Segment Start: Text section
Bankinter, S.A. (/es/), is a Spanish financial services company headquartered in Madrid. It has been listed on the Bolsa de Madrid since 1972, and is part of the Ibex35 Index. It was founded in 1965 as an industrial bank through a joint venture between Banco Santander and Bank of America.

Bankinter has been designated as a Significant Institution since the entry into force of European Banking Supervision in late 2014, and as a consequence is directly supervised by the European Central Bank.

==History==
Bankinter was founded under the name Banco Intercontinental Español in June 1965 as an industrial bank through a joint venture by Banco de Santander and BankAmerica. In 1972 the bank became fully independent of its founders and transformed itself into a commercial bank.

In 1993, the bank embarked up on a growth strategy with Banca Partnet and Red Agencial. In the same year, it became the first digital bank, following the successful introduction of electronic banking. In 2006, the brand was transformed.

In 2009, Bankinter purchased 50% of the insurance company Direct Line from The Royal Bank of Scotland.

In September 2015, Bankinter announced the acquisition of Barclays' retail business in Portugal, consisting of 84 offices, and Barclays Life and Pensions, the latter in a joint-venture with Mapfre. The bank paid approximately €100 million for Barclays' Portuguese subsidiary and €37.5 million for the 50% stake in the insurance company.

In May 2019, Bankinter acquired EVO Banco, incorporating its 452,000 clients.

Bankinter trades as Avant Money, which began as MBNA Ireland, in the Republic of Ireland.

In April 2021, the spin-off and IPO of Línea Directa took place, reducing Bankinter's stake from 100% to 17.4% and generating capital gains of nearly 1 billion euros.

In August 2023, the European Commission approved the acquisition of the Portuguese payment service provider Universo IME by Sonae, also from Portugal, and Bankinter Consumer Finance (BKCF).

== Office network ==
As of September 30, 2021, Bankinter had a network of 446 offices and 6,119 employees.
Segment End: Text section
Segment Start: Provided data
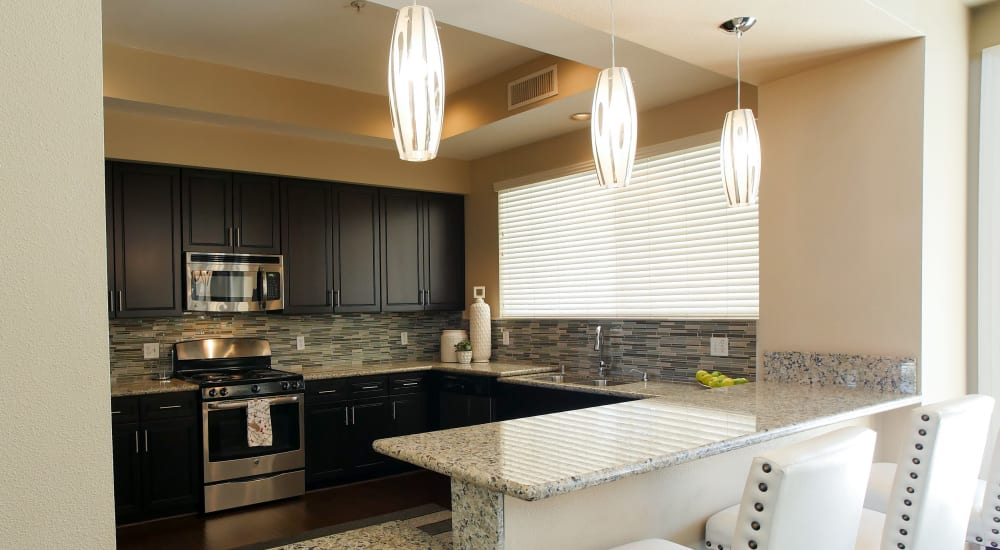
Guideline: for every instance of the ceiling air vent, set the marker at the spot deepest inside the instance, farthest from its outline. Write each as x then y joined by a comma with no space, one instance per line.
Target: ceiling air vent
532,88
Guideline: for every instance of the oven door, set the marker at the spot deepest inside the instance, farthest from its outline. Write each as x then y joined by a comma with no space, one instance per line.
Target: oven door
233,282
224,439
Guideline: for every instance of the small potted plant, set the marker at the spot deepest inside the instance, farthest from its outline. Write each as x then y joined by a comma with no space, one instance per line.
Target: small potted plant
463,350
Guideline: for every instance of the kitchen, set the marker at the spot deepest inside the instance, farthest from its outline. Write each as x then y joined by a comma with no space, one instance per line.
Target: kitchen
898,313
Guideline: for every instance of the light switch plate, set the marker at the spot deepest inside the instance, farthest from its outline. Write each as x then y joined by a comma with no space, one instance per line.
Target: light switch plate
151,350
719,346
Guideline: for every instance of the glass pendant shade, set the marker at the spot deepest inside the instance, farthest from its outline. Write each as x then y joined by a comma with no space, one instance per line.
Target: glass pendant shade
740,152
416,84
613,127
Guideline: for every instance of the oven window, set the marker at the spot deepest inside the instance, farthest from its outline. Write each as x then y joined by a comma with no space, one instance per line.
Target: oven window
227,433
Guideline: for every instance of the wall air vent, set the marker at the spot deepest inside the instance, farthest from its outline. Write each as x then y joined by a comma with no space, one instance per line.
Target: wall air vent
533,88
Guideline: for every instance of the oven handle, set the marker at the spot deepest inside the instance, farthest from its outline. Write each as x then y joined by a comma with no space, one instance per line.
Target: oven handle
243,403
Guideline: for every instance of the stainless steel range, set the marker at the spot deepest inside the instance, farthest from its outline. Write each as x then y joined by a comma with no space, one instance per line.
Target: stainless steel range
234,374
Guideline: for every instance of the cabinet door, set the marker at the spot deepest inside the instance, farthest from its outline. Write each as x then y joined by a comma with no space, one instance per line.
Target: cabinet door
328,445
256,213
127,463
369,421
402,250
147,238
207,210
356,262
308,236
409,414
171,466
445,252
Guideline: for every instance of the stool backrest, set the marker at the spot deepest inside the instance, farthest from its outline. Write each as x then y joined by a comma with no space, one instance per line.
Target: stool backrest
807,495
936,475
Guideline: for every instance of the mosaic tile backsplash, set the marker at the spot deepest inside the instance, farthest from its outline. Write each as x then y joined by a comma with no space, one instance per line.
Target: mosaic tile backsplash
873,372
345,337
667,350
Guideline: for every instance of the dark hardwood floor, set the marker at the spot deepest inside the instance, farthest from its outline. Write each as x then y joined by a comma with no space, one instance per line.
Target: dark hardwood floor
264,522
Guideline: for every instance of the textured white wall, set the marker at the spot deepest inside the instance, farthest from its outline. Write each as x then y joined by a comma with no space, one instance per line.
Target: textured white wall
56,486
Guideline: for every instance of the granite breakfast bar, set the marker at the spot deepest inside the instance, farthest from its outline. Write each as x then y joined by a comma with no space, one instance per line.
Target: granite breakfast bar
597,477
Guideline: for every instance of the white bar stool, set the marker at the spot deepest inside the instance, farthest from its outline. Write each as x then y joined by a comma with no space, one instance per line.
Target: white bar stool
788,488
951,503
952,435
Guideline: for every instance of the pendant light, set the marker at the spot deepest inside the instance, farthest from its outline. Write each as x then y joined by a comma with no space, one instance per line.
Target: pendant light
613,122
740,146
416,84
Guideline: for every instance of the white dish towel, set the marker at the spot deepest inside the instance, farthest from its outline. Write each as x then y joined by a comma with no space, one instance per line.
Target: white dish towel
259,423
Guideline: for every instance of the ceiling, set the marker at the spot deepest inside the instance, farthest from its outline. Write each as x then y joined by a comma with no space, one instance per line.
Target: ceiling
672,48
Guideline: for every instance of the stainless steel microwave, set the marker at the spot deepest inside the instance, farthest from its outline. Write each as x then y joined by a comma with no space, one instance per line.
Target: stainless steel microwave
234,282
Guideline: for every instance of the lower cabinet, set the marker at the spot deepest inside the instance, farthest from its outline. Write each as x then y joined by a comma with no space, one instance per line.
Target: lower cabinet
157,459
344,416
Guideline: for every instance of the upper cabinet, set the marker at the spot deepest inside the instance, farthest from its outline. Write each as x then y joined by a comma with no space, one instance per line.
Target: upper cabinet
144,239
227,212
423,251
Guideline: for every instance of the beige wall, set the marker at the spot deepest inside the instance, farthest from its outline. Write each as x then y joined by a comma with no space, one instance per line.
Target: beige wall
686,118
56,428
840,204
150,138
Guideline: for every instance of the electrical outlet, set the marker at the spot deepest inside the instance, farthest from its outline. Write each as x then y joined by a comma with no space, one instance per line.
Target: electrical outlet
151,351
719,346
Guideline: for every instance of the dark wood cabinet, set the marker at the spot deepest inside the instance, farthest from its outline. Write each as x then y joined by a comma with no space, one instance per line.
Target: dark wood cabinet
307,233
227,212
423,251
357,265
146,236
157,459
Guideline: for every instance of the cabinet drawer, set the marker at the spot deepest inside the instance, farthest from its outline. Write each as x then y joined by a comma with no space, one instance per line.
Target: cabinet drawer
369,386
329,389
124,409
409,382
168,405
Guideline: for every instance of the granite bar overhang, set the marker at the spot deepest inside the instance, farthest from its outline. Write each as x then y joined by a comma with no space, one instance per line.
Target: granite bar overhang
543,456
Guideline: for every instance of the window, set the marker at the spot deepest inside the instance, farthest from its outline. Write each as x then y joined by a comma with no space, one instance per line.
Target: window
667,246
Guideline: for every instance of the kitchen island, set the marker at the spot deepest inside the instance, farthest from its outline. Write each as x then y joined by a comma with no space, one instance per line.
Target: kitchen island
597,477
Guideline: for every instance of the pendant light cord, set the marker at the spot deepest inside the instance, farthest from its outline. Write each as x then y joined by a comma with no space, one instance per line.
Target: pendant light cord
739,34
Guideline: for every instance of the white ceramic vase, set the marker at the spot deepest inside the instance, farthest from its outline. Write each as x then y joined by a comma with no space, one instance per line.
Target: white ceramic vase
448,340
479,326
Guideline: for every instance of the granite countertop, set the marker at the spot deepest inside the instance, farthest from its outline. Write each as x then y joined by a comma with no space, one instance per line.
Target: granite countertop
543,456
343,370
148,385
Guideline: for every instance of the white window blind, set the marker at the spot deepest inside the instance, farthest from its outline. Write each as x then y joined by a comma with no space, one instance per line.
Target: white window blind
Segment End: Provided data
▶ _Task requirements_:
(a) Quote the passage of the Bankinter text that begins at the words "In 1993, the" and stops after the words "Republic of Ireland.".
(b) According to the Bankinter text, how many clients did the bank gain when it acquired EVO Banco in May 2019?

▶ _Response list_:
(a)
In 1993, the bank embarked up on a growth strategy with Banca Partnet and Red Agencial. In the same year, it became the first digital bank, following the successful introduction of electronic banking. In 2006, the brand was transformed.

In 2009, Bankinter purchased 50% of the insurance company Direct Line from The Royal Bank of Scotland.

In September 2015, Bankinter announced the acquisition of Barclays' retail business in Portugal, consisting of 84 offices, and Barclays Life and Pensions, the latter in a joint-venture with Mapfre. The bank paid approximately €100 million for Barclays' Portuguese subsidiary and €37.5 million for the 50% stake in the insurance company.

In May 2019, Bankinter acquired EVO Banco, incorporating its 452,000 clients.

Bankinter trades as Avant Money, which began as MBNA Ireland, in the Republic of Ireland.

(b) 452,000 clients.